[Point placement records]
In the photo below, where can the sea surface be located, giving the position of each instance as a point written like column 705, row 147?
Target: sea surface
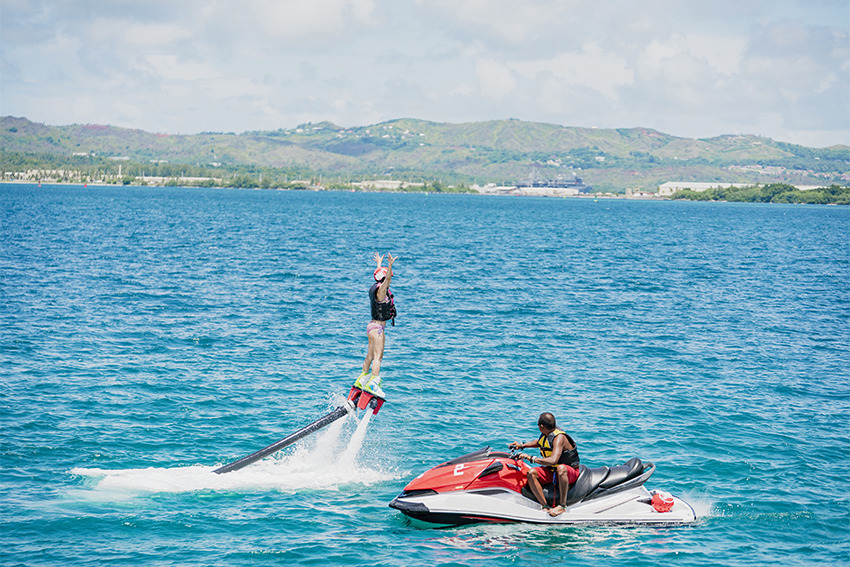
column 148, row 335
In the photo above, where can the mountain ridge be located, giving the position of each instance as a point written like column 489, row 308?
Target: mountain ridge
column 500, row 151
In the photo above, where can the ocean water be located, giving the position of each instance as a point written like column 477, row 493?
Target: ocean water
column 152, row 334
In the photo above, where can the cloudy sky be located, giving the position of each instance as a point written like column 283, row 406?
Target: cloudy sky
column 776, row 68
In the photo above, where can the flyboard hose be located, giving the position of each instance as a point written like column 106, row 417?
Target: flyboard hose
column 288, row 440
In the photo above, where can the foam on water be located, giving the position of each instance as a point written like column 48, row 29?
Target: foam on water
column 309, row 466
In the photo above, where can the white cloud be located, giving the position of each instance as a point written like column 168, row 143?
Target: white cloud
column 495, row 79
column 592, row 67
column 775, row 69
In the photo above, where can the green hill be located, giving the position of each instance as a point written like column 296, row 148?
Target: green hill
column 500, row 151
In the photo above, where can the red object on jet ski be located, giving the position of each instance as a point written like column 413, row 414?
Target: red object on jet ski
column 662, row 501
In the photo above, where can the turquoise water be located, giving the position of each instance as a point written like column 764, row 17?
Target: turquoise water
column 149, row 335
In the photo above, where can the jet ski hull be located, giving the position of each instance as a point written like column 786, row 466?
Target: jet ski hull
column 488, row 487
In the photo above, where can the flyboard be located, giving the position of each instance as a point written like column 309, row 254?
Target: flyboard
column 357, row 399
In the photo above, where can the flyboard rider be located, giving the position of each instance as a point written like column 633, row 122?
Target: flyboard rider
column 383, row 310
column 559, row 457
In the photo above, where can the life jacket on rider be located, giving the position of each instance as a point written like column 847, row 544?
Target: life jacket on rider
column 569, row 457
column 382, row 310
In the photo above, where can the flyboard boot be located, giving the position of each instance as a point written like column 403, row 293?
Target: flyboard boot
column 367, row 393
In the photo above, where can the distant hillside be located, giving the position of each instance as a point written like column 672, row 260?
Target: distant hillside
column 499, row 151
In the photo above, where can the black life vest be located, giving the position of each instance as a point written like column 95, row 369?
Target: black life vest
column 568, row 456
column 381, row 310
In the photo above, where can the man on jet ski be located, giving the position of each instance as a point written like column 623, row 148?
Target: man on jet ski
column 559, row 457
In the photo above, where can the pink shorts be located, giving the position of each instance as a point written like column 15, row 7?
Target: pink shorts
column 547, row 476
column 373, row 326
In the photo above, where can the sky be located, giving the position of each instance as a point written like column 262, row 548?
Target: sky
column 691, row 68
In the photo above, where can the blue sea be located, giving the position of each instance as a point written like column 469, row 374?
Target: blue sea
column 152, row 334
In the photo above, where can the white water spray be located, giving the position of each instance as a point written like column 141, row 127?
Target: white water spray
column 310, row 466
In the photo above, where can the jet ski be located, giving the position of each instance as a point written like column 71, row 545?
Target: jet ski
column 490, row 486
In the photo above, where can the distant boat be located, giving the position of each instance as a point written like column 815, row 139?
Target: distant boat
column 574, row 183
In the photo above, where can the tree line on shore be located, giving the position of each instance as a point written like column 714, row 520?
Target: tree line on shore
column 771, row 193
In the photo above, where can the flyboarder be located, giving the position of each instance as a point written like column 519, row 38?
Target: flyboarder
column 383, row 310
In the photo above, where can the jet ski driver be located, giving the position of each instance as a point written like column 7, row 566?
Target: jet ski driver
column 559, row 459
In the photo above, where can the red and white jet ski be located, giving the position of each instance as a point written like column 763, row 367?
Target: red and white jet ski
column 488, row 486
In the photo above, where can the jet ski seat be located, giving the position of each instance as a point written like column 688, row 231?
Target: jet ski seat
column 622, row 473
column 588, row 481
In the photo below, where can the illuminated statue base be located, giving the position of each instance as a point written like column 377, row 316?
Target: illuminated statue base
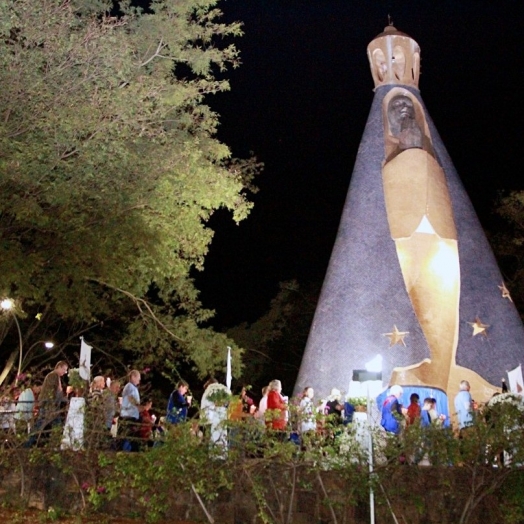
column 423, row 374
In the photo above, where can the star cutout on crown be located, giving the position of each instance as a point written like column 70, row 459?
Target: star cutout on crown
column 479, row 328
column 505, row 292
column 396, row 337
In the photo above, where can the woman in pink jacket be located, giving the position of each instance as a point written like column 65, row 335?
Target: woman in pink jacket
column 277, row 406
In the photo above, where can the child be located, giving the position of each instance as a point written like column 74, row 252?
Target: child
column 413, row 409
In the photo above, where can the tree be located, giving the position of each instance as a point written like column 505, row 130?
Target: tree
column 109, row 168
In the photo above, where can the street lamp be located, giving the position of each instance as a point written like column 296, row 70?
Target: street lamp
column 8, row 305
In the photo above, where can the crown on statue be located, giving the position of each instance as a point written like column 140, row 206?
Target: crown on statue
column 394, row 58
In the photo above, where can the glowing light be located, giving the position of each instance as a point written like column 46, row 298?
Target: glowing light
column 444, row 265
column 7, row 304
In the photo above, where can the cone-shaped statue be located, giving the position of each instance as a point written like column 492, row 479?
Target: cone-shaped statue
column 412, row 276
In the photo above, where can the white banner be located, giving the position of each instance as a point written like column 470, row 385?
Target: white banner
column 84, row 367
column 516, row 382
column 228, row 369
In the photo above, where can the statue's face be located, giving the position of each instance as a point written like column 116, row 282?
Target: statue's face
column 400, row 108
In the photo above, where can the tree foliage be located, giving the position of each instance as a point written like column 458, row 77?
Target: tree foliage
column 109, row 167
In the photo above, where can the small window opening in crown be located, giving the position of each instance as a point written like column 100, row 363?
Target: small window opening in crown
column 398, row 62
column 381, row 66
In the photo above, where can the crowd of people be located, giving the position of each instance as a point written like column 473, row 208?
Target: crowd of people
column 121, row 420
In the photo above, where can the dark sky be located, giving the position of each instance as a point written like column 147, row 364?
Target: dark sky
column 300, row 102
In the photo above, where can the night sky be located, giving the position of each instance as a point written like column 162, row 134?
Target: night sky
column 300, row 102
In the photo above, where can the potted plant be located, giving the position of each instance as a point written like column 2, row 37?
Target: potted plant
column 360, row 403
column 77, row 382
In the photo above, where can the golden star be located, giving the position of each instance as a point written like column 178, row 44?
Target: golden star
column 479, row 328
column 396, row 336
column 505, row 292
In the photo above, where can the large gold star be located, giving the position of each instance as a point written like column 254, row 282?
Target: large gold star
column 396, row 336
column 505, row 292
column 479, row 328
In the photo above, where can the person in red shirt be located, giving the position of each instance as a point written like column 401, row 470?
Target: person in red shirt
column 413, row 409
column 277, row 406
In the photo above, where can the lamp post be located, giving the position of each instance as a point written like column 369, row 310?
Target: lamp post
column 7, row 305
column 375, row 366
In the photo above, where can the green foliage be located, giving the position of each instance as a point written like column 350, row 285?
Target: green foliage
column 110, row 169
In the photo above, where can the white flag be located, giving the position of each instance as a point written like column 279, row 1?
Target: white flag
column 84, row 368
column 516, row 382
column 228, row 369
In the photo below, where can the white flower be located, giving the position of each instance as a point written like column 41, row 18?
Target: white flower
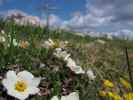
column 49, row 44
column 75, row 68
column 72, row 96
column 21, row 85
column 90, row 74
column 61, row 54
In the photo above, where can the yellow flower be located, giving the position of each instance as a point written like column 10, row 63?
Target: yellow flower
column 128, row 96
column 113, row 95
column 102, row 93
column 125, row 83
column 108, row 83
column 110, row 94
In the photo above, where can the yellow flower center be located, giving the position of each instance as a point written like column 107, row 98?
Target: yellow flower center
column 20, row 86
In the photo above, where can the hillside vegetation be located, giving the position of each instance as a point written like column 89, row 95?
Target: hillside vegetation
column 106, row 58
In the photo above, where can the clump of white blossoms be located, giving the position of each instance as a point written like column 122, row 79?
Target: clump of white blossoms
column 74, row 67
column 90, row 74
column 71, row 96
column 21, row 85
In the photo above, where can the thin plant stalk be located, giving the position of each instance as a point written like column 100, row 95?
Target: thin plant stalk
column 129, row 68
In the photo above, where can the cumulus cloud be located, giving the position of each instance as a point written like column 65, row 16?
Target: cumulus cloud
column 103, row 15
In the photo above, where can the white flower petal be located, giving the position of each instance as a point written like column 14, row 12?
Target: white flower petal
column 25, row 75
column 11, row 75
column 35, row 82
column 33, row 90
column 8, row 84
column 55, row 98
column 72, row 96
column 18, row 95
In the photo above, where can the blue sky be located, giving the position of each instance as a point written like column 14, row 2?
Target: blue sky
column 80, row 15
column 65, row 8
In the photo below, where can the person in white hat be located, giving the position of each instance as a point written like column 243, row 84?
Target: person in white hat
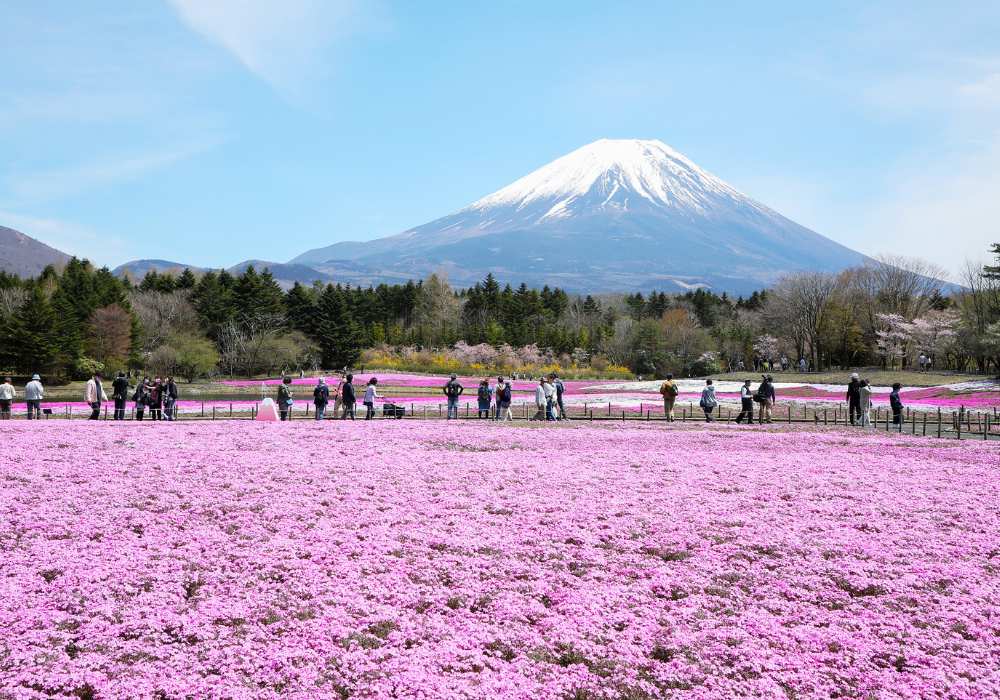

▶ TASK BRIEF
Reproduce the part of the listing that opens with the line containing "In the photo above, where can the white banner" and closes with the line containing "column 109, row 167", swapping "Target" for "Label" and leaving everything else unchanged.

▶ CORRECT RESULT
In the photo above, where can the white banner be located, giving the position of each instance as a point written like column 470, row 385?
Label: white banner
column 84, row 367
column 516, row 382
column 228, row 369
In the photo above, where can the statue's face be located, giving the position of each instance as a point written like column 116, row 282?
Label: statue's face
column 400, row 108
In the photo above, where can the tree foliage be located, giving the position of each instance as a point written like column 458, row 77?
Label: tree foliage
column 109, row 167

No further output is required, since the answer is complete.